Las personas que hacen ejercicio con regularidad no solo viven más, sino que viven mejor. El movimiento fortalece el corazón, mejora la circulación, regula el peso corporal y ayuda a mantener el equilibrio hormonal. Además, reduce el riesgo de enfermedades cardiovasculares, diabetes tipo 2, hipertensión y ciertos tipos de cáncer. A nivel mental, el ejercicio estimula la liberación de endorfinas que aportan bienestar, alivian la ansiedad y reducen los síntomas de la depresión. La actividad física regular actúa como medicina preventiva y emocional al mismo tiempo.
Conviene recordar que la regularidad es más importante que la intensidad. No se trata de realizar grandes esfuerzos puntuales, sino de mantener el cuerpo en movimiento de forma constante y adaptada a las posibilidades de cada persona. Actividades moderadas y sostenidas como caminar a paso ligero, nadar, montar en bicicleta o practicar yoga ofrecen beneficios profundos para la salud. La intensidad puede aumentar con el tiempo, pero siempre desde la escucha y el respeto hacia el propio cuerpo, porque la constancia es lo que realmente prolonga la vida y mejora la calidad de los años.
El sedentarismo genera una espiral de inactividad difícil de romper. Cuanto menos se mueve una persona, más se debilita su musculatura, se reduce su energía y aumenta la sensación de cansancio. Con el tiempo, esta falta de movimiento puede derivar en problemas metabólicos, cardiovasculares y osteoarticulares que limitan la calidad de vida. Incluso una caminata diaria, una sesión de estiramientos o un rato de baile en casa pueden marcar la diferencia.
La práctica deportiva y el cuidado de la alimentación están al alcance de una buena parte de la población. No siempre se necesitan recursos elevados ni instalaciones sofisticadas para moverse o comer mejor. Caminar por el vecindario, usar transporte público o elegir subir escaleras son formas sencillas de incorporar la actividad física al día a día. Del mismo modo, al elegir alimentos menos perjudiciales para la salud, ya estamos cuidando nuestro cuerpo en cierta medida. Cambiar refrescos por agua, reducir productos ultraprocesados y aumentar el consumo de frutas y verduras son decisiones pequeñas pero poderosas que transforman la salud a largo plazo.

### CONJUNTO DE DATOS

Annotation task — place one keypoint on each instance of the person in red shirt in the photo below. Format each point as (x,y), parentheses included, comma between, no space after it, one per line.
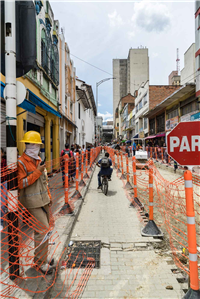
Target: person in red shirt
(3,187)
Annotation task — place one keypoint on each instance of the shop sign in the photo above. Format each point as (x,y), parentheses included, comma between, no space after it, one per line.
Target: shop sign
(171,123)
(187,117)
(195,116)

### EJERCICIOS PROPUESTOS
1/ Indica si cada afirmación concuerda con el texto sobre el ejercicio físico y cita las palabras que lo deciden: (a) la intensidad importa más que la regularidad; (b) nadar figura entre las actividades moderadas y sostenidas; (c) para moverse mejor siempre hacen falta instalaciones sofisticadas.
2/ Continúa el texto sobre el ejercicio físico desde su última oración.

### RESPUESTAS
1/
(a) No: "la regularidad es más importante que la intensidad".
(b) Sí: "caminar a paso ligero, nadar, montar en bicicleta o practicar yoga".
(c) No: "No siempre se necesitan recursos elevados ni instalaciones sofisticadas".

2/
También es importante perder la creencia de que no estamos hechos para el deporte o de que ya es tarde para comenzar. Cada cuerpo tiene su propio ritmo y sus posibilidades, y siempre existe una forma de moverse que se adapta a las circunstancias personales. Lo esencial es encontrar una actividad que motive y que se pueda mantener en el tiempo. El movimiento no es exclusivo de los jóvenes o los más atléticos, es un derecho y una necesidad de todos los cuerpos en todas las edades.

El ejercicio tiene además un componente social y emocional que muchas veces se pasa por alto. Participar en actividades deportivas, caminar con amigos o unirse a un grupo de yoga crea vínculos y sentido de comunidad. Estas conexiones fortalecen la salud mental y aportan apoyo emocional, factores directamente relacionados con una mayor longevidad. Envejecer de manera activa no implica competir, sino mantener viva la curiosidad por moverse y compartir. El afán competitivo a menudo deteriora más que beneficia a nuestras relaciones.
Vivir más tiempo no es solo una cuestión biológica, sino una elección diaria hecha de pequeños gestos. Levantarse del sofá, subir escaleras, salir a respirar aire fresco o preparar una comida casera son actos que, repetidos con intención, cambian la trayectoria de una vida. El cuerpo humano está hecho para moverse y cuando lo hace responde con fuerza, equilibrio y gratitud. Hacer deporte, cuidar la alimentación y mantener el hábito desde pequeños no son sacrificios, sino formas de celebrar la existencia. En ese simple acto de moverse con alegría y constancia reside una de las maneras más auténticas de alargar no solo los días, sino también la intensidad con la que los sentimos.